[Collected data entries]
* * * * * * *
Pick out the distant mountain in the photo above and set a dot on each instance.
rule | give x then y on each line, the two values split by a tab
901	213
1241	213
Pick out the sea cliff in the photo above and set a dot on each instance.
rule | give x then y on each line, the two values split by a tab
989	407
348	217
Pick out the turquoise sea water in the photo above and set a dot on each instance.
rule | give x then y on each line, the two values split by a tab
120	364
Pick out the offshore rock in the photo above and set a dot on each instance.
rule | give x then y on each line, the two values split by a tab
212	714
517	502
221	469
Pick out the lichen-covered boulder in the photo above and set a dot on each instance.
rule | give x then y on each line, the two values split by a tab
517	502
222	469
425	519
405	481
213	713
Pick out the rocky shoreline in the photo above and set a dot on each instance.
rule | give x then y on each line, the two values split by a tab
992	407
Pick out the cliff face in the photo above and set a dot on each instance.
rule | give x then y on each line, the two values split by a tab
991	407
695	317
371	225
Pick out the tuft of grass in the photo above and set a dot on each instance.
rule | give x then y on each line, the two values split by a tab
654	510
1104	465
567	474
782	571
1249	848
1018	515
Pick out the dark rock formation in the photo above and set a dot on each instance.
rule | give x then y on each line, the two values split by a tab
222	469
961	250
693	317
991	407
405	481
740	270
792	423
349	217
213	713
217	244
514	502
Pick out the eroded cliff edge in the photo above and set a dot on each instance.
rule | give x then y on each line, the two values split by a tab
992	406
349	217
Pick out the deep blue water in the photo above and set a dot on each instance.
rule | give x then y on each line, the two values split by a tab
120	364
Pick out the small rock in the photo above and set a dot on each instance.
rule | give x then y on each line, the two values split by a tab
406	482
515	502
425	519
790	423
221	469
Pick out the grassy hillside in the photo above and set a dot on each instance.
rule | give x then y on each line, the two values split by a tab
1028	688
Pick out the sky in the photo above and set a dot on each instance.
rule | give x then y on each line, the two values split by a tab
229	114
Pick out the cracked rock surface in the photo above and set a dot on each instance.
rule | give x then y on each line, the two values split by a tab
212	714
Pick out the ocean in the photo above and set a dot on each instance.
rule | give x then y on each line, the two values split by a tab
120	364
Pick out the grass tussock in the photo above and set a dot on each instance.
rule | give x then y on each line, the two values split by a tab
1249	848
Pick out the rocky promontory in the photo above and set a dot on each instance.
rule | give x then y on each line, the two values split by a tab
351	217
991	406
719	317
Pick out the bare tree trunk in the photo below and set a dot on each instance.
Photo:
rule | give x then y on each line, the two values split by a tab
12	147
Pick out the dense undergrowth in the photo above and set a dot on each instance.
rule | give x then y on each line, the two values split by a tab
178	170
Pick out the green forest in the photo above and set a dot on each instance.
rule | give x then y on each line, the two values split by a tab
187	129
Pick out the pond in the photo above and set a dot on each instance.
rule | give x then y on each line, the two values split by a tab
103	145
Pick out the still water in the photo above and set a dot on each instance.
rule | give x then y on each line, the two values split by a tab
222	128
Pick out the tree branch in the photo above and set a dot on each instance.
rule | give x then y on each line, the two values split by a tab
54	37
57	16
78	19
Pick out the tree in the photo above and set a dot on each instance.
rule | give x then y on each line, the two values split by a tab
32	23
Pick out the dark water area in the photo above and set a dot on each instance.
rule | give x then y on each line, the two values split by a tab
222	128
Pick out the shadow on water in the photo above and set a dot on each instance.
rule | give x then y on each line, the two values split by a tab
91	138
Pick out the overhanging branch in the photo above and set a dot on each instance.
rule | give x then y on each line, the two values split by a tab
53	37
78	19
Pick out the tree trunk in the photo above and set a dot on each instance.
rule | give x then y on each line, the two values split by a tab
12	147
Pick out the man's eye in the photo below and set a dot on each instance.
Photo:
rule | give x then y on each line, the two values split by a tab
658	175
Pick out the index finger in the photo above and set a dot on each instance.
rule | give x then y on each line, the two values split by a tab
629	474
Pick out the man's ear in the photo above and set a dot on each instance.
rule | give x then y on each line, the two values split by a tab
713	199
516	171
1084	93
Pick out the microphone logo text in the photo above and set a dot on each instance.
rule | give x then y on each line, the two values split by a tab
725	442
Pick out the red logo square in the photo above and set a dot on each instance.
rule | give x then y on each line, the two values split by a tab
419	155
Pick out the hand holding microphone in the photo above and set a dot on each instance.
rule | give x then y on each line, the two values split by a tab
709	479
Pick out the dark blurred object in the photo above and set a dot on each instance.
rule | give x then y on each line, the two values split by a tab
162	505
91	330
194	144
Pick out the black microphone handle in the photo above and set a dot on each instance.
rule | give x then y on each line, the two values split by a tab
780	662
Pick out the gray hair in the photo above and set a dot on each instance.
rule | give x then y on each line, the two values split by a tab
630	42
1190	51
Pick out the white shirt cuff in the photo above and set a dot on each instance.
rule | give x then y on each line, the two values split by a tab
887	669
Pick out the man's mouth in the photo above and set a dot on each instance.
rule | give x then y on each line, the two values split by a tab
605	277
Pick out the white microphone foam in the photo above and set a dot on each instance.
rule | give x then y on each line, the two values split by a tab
* * * * * * *
> _Work instructions_: Can you give all the records above again, verbatim?

> _Worked answer_:
Pick out the distant mountain in the photo above and set a dot on each instance.
rule | give x then y on each line, the two values split by a tab
901	213
1241	213
Pick out the sea cliff in the photo above and set a dot on each instance.
rule | give x then y on each line, the two values split by a tab
989	407
348	217
Pick out the turquoise sea water in the photo above and set a dot on each instance.
rule | give x then y on each line, the two values split by a tab
120	364
Pick out the offshore rock in the photo above and set a dot on each instance.
rule | give x then y on each line, the two values split by a tab
212	714
517	502
221	469
Pick out the lichen-covered boulder in the photo above and set a dot on each instance.
rule | give x then y on each line, the two values split by a tab
517	502
222	469
425	519
405	481
213	713
Pick out the rocky shoreline in the photo above and set a dot on each instance.
rule | give x then y on each line, the two values split by a tab
992	407
Pick out the cliff face in the photo above and set a dot on each instance.
rule | give x then y on each line, the two values split by a tab
991	407
695	317
371	225
Pick out the tuft of grass in the photo above and set a dot on each instance.
rule | give x then y on each line, the two values split by a tab
654	510
1104	465
567	474
782	571
1249	848
1018	515
Pick out the dark rock formation in the photo above and set a dot on each instance.
rule | give x then y on each line, the two values split by a tab
222	469
961	250
693	317
991	407
405	481
740	270
792	423
349	217
213	713
217	244
514	502
Pick out the eroded cliff edge in the photo above and set a dot on each instance.
rule | give x then y on each line, the two values split by a tab
992	406
349	217
Pick out the deep blue water in the photo above and set a dot on each instance.
rule | give x then y on each line, the two values split by a tab
120	364
Pick out the small rock in the photo above and set a dot on each instance.
rule | give x then y on each line, the two values split by a tab
406	482
515	502
425	519
790	423
221	469
Pick out the grassy hillside in the photo above and set a dot on each instance.
rule | give x then y on each line, the two values split by a tab
1028	688
Pick out the sky in the photo above and set a dot on each instance.
rule | give x then y on each line, the two values split by a tab
229	114
Pick out the cracked rock surface in the photo above and set a dot on each instance.
rule | give x then y on each line, the two values split by a tab
212	714
Pick out the ocean in the photo above and set a dot on each instance.
rule | give x then y on each line, the two values split by a tab
120	364
Pick out the grass tussock in the photo above and set a dot on each instance.
rule | give x then y on each line, the two values split by a tab
1249	848
Pick out the rocky promontory in the photo above and set a dot on each instance.
rule | give x then y on each line, the two values split by a tab
351	217
991	406
719	317
Pick out the bare tree trunk in the photo below and set a dot on each instance.
Photo:
rule | give x then y on each line, the two values split by a tab
12	147
Pick out the dense undergrowth in the photo above and set a dot on each instance.
rule | give x then y on each line, the two values split by a tab
178	170
Pick out the green forest in the photo above and set a dot on each instance.
rule | give x then y on each line, the two values split by a tab
187	129
Pick out the pond in the photo above and set a dot on each instance.
rule | give x then y on each line, the two values split by a tab
103	145
Pick out the still water in the photo above and set a dot on each instance.
rule | give x then y on each line, the two values split by a tab
222	128
Pick out the tree branch in the photo above and set a dot on each instance.
rule | give x then y on each line, the two values split by a tab
54	37
57	16
78	19
Pick out the tree in the photo above and set a dot on each instance.
rule | give x then y on each line, the two values split by a tab
32	23
Pick out the dark water area in the photo above and set a dot on each instance.
rule | give x then y on each line, the two values split by a tab
222	128
Pick out the shadow on water in the photo above and set a dot on each instance.
rule | give x then y on each line, the two values split by a tab
91	138
Pick out the overhanging branch in the photo above and set a dot on each instance.
rule | give x then y on each line, the two values split by a tab
53	37
78	19
Pick out the tree trunk in the photo above and set a dot on each instance.
rule | give x then y on each line, the two values split by a tab
12	147
Pick out the man's eye in the photo below and set a dot on each instance.
Photo:
rule | give x then y on each line, the two values split by a tab
658	175
Pick out the index finger in the photo above and set a dot on each instance.
rule | give x then y on each line, the two values split by a tab
629	474
Pick out the man's ear in the photo above and set a dot on each instance.
rule | give x then y on each line, the two values split by a tab
713	199
516	171
1084	93
Pick out the microphone logo text in the photo above and set a dot on each instance.
rule | give x then y on each line, the two values split by a tab
725	442
Pick out the red logo square in the photo above and set a dot on each instance.
rule | give x then y on each line, the two values split by a tab
419	155
Pick out the hand holding microphone in the photo above and set a dot on each instance.
rule | give x then y on each line, the two values split by a tab
709	479
Pick out the dark blurred object in the photo above and set a dot on each instance.
rule | give x then y on each line, the two values split by a tab
162	505
91	330
194	144
Pick out the black microphone handle in the photo above and set a dot on each instance.
rule | give x then y on each line, the two values split by a tab
780	662
Pick out the gray hair in the photo above and set a dot on each instance.
rule | give x then y on each line, the two values split by a tab
630	42
1190	51
Pick out the white shirt cuff in the photo above and set a dot on each instance.
rule | give x then y on each line, the two values split by a tab
887	669
Pick out the man's mouth in the photo above and set a dot on each instance.
rule | give x then y on each line, the two values split by a tab
605	277
Pick out the white microphone foam in the photo above and set a dot on each instance.
rule | give x then y on each line, the two values split by a tab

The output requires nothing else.